With all variables included, the overall model explained 24% of the variance in bilateral S1 thickness. Primary explanatory variables in model 1 accounted for 6% of the variance (F (5, 139) = 2.76, p = 0.0208). Environmental and sociocultural variables entered in model 2, explained 6% of the variance in bilateral S1 thickness (F (12, 132) = 2.56, p = 0.0045). Sociodemographic groups entered in model 3 explained 13% of the variance (F (13, 131) = 4.50, p < 0.0001). In the final model, younger age (beta = − 0.285, p = 0.0015), UF study site (beta = − 0.203, p = 0.0088), greater income (beta = 0.220, p = 0.0491) and the NHW sociodemographic group (beta = 0.442, p < 0.0001) remained significantly associated with greater S1 thickness. In a sensitivity analysis excluding those with imputed variables, findings were similar, however, income was no longer significant.

Dorsolateral prefrontal cortex (DLPFC) thickness

Primary explanatory variables in model 1 accounted for 7% of the variance (F (5, 139) = 3.18, p = 0.0095). Model 2 (F (12, 132) = 1.83, p = 0.0487) and model 3 (F (13, 131) = 1.70, p = 0.0686) did not account for any additional variance. In a sensitivity analysis excluding those with imputed variables, no differences were identified.

Thalamus volume

With all variables included, the overall model explained 39% of the variance in thalamus volume. Primary explanatory variables in model 1 accounted for 32% of the variance (F (5, 139) = 14.81, p < 0.0001). Environmental and sociocultural variables entered in model 2 explained 2% of the variance in thalamus volume (F (12, 132) = 7.24, p < 0.0001). Sociodemographic groups entered in model 3 explained 5% of the variance (F (13, 131) = 8.09, p < 0.0001). In the final model, younger age (beta = − 0.383, p < 0.0001), female sex (beta = 0.342, p < 0.0001) and the NHB sociodemographic group (beta = − 0.280, p = 0.0009) remained significantly associated with greater thalamus volume. In a sensitivity analysis excluding those with imputed variables, significant variables remained the same.

Exercise description: Copy out the full passage on S1 thickness, DLPFC thickness, and thalamus volume word for word, including its headings.

Entries supplied:
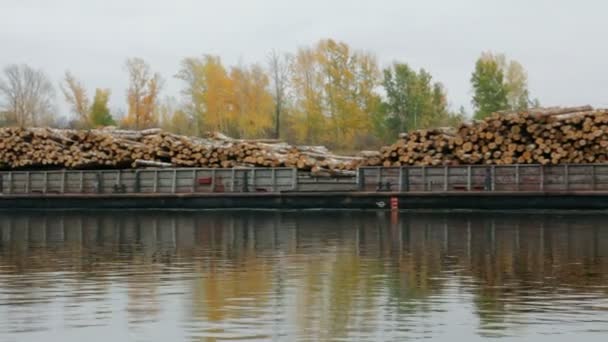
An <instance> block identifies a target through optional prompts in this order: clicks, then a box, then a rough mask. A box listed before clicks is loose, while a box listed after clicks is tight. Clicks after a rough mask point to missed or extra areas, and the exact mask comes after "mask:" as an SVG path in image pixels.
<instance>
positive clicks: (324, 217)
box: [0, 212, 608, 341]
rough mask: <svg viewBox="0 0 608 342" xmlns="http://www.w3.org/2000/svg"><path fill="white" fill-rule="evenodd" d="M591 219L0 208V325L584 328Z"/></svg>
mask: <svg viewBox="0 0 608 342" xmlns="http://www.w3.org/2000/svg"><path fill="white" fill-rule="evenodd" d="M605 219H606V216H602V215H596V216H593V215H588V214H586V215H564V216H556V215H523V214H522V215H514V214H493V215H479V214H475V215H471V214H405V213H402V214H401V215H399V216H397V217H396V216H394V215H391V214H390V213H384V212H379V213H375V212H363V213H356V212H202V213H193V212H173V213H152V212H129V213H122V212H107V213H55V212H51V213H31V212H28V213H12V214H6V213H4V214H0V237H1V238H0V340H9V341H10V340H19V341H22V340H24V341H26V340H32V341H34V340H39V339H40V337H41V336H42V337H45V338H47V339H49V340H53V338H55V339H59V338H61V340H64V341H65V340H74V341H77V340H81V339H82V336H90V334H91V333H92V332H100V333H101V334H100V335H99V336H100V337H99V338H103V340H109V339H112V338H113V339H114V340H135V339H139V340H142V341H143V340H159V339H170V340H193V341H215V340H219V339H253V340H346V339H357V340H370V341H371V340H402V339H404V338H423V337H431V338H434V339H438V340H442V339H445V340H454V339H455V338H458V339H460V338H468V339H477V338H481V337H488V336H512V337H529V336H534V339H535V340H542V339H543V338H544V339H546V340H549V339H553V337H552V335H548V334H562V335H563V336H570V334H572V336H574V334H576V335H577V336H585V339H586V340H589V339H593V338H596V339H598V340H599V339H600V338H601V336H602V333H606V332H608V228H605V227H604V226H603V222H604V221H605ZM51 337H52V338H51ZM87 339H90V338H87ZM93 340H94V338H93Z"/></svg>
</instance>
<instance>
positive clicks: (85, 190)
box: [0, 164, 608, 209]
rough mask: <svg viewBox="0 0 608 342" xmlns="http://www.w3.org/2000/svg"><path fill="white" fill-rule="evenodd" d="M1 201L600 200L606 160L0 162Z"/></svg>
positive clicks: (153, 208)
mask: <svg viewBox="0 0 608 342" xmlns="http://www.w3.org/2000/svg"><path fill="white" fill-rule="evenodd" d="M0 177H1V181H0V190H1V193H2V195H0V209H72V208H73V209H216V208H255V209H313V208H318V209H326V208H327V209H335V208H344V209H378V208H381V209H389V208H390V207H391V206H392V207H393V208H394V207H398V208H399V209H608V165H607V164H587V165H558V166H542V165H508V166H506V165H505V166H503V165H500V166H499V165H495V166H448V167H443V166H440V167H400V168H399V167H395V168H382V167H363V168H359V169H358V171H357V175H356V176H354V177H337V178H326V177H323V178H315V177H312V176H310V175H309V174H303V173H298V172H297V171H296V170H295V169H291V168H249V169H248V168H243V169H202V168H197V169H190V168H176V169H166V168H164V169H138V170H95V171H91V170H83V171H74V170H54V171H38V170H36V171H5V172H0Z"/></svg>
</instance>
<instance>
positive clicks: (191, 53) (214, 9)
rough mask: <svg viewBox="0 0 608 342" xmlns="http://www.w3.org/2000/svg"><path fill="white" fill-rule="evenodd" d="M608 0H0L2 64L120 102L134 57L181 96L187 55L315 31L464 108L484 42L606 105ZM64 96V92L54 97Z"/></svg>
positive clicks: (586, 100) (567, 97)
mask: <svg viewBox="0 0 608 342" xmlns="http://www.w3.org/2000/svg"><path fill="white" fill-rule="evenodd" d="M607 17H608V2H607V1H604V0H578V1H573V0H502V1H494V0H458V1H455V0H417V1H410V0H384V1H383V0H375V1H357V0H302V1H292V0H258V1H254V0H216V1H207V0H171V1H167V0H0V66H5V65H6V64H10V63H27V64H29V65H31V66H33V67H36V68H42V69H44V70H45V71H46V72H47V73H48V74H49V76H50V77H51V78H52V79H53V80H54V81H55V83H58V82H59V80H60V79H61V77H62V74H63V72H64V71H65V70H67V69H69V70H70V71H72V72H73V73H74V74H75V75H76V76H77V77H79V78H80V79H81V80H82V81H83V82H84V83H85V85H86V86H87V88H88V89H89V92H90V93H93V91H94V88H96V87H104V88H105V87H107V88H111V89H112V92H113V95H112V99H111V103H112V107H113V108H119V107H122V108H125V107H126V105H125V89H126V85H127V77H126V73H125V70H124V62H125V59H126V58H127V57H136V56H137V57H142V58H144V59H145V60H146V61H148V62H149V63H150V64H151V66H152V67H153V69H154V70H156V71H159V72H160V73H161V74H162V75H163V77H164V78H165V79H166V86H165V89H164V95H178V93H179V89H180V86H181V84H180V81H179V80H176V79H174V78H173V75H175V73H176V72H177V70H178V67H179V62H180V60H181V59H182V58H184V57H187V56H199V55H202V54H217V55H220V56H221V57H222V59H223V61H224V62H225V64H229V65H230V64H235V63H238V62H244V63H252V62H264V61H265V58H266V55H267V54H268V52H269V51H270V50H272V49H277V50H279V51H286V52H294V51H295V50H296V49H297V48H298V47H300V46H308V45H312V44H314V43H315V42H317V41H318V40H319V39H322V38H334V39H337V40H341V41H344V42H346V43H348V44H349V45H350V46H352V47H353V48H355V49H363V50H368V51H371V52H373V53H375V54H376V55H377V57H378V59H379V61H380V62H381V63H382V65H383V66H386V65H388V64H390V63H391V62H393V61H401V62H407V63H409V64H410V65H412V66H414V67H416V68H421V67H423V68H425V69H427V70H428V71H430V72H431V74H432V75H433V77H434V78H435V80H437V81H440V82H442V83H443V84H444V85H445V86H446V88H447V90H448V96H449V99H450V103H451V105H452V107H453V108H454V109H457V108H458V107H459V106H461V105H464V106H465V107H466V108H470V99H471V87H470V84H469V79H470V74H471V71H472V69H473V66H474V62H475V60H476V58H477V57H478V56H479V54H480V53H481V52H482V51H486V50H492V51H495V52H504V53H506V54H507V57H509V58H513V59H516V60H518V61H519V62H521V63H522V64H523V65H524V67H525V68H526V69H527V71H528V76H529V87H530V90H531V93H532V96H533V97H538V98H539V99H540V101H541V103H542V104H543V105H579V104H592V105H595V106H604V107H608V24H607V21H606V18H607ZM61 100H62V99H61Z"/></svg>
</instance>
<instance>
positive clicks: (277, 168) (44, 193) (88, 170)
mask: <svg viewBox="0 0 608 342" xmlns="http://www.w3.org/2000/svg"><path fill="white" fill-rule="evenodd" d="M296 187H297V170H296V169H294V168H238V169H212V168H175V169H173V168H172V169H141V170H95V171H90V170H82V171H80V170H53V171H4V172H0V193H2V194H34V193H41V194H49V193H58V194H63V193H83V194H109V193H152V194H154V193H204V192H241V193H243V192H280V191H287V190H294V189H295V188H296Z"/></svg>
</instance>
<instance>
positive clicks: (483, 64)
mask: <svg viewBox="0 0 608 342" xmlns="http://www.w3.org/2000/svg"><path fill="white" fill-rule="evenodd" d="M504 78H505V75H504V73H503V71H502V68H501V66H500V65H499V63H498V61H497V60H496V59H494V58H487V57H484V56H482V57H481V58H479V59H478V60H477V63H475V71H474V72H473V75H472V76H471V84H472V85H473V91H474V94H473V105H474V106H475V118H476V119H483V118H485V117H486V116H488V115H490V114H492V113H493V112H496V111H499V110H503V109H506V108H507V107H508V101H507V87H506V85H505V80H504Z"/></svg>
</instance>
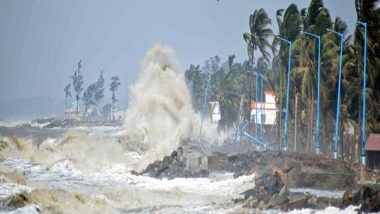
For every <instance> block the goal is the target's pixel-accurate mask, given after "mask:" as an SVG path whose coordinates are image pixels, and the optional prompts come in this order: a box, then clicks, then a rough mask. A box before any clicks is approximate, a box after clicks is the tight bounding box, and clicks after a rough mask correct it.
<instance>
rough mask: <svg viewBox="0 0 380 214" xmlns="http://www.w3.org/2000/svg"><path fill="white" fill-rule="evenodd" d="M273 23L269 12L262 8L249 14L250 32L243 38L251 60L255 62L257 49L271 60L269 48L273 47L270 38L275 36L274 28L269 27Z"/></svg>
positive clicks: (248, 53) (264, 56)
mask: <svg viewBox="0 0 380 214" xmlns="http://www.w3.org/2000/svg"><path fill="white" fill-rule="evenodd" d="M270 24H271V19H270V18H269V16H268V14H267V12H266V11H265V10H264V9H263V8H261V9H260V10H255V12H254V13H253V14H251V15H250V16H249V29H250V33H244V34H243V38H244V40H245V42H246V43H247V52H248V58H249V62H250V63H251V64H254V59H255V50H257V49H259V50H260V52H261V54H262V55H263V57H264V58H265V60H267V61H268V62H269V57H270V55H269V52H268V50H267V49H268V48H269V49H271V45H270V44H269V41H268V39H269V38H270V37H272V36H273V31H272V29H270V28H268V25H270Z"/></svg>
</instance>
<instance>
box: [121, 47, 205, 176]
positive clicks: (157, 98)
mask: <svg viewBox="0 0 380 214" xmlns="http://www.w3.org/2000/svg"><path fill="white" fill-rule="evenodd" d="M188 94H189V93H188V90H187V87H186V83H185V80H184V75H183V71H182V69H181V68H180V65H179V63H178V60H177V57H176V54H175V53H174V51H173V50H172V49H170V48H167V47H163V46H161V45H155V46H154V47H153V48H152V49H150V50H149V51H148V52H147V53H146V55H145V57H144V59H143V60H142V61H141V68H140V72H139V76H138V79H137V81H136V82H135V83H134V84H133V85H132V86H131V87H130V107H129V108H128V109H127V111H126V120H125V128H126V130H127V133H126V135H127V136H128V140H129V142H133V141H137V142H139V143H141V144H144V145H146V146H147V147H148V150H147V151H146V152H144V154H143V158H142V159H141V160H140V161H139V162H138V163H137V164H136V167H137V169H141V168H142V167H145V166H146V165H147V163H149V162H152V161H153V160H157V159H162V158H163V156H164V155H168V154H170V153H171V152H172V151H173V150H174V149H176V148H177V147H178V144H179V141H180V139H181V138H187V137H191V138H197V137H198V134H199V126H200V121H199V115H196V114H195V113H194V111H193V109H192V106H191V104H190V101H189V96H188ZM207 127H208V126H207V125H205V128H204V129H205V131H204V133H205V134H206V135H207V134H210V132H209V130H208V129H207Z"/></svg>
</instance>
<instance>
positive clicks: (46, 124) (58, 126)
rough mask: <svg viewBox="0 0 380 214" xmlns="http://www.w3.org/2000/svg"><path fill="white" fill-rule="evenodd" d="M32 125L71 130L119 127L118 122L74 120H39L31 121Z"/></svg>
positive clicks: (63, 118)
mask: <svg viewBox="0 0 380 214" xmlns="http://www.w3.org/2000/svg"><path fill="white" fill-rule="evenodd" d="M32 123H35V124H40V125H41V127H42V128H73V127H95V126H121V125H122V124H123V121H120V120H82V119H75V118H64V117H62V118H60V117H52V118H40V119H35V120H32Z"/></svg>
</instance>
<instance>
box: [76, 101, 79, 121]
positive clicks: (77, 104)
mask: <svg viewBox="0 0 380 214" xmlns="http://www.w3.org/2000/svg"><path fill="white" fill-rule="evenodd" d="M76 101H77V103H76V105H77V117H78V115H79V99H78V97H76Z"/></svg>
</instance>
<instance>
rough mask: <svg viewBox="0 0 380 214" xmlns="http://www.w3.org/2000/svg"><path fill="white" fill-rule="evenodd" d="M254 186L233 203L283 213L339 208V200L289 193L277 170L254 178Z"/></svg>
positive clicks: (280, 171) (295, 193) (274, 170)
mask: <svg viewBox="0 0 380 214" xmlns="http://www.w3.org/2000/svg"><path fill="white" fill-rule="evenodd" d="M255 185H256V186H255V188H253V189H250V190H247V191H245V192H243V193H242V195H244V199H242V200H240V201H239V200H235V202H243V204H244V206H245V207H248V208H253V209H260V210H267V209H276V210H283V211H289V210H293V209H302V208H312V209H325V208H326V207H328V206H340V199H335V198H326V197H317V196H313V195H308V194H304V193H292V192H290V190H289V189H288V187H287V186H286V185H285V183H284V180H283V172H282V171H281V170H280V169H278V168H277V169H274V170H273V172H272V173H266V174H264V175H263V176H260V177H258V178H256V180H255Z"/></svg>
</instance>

Reply:
With all variables included, the overall model explained 24% of the variance in bilateral S1 thickness. Primary explanatory variables in model 1 accounted for 6% of the variance (F (5, 139) = 2.76, p = 0.0208). Environmental and sociocultural variables entered in model 2, explained 6% of the variance in bilateral S1 thickness (F (12, 132) = 2.56, p = 0.0045). Sociodemographic groups entered in model 3 explained 13% of the variance (F (13, 131) = 4.50, p < 0.0001). In the final model, younger age (beta = − 0.285, p = 0.0015), UF study site (beta = − 0.203, p = 0.0088), greater income (beta = 0.220, p = 0.0491) and the NHW sociodemographic group (beta = 0.442, p < 0.0001) remained significantly associated with greater S1 thickness. In a sensitivity analysis excluding those with imputed variables, findings were similar, however, income was no longer significant.

Dorsolateral prefrontal cortex (DLPFC) thickness

Primary explanatory variables in model 1 accounted for 7% of the variance (F (5, 139) = 3.18, p = 0.0095). Model 2 (F (12, 132) = 1.83, p = 0.0487) and model 3 (F (13, 131) = 1.70, p = 0.0686) did not account for any additional variance. In a sensitivity analysis excluding those with imputed variables, no differences were identified.

Thalamus volume

With all variables included, the overall model explained 39% of the variance in thalamus volume. Primary explanatory variables in model 1 accounted for 32% of the variance (F (5, 139) = 14.81, p < 0.0001). Environmental and sociocultural variables entered in model 2 explained 2% of the variance in thalamus volume (F (12, 132) = 7.24, p < 0.0001). Sociodemographic groups entered in model 3 explained 5% of the variance (F (13, 131) = 8.09, p < 0.0001). In the final model, younger age (beta = − 0.383, p < 0.0001), female sex (beta = 0.342, p < 0.0001) and the NHB sociodemographic group (beta = − 0.280, p = 0.0009) remained significantly associated with greater thalamus volume. In a sensitivity analysis excluding those with imputed variables, significant variables remained the same.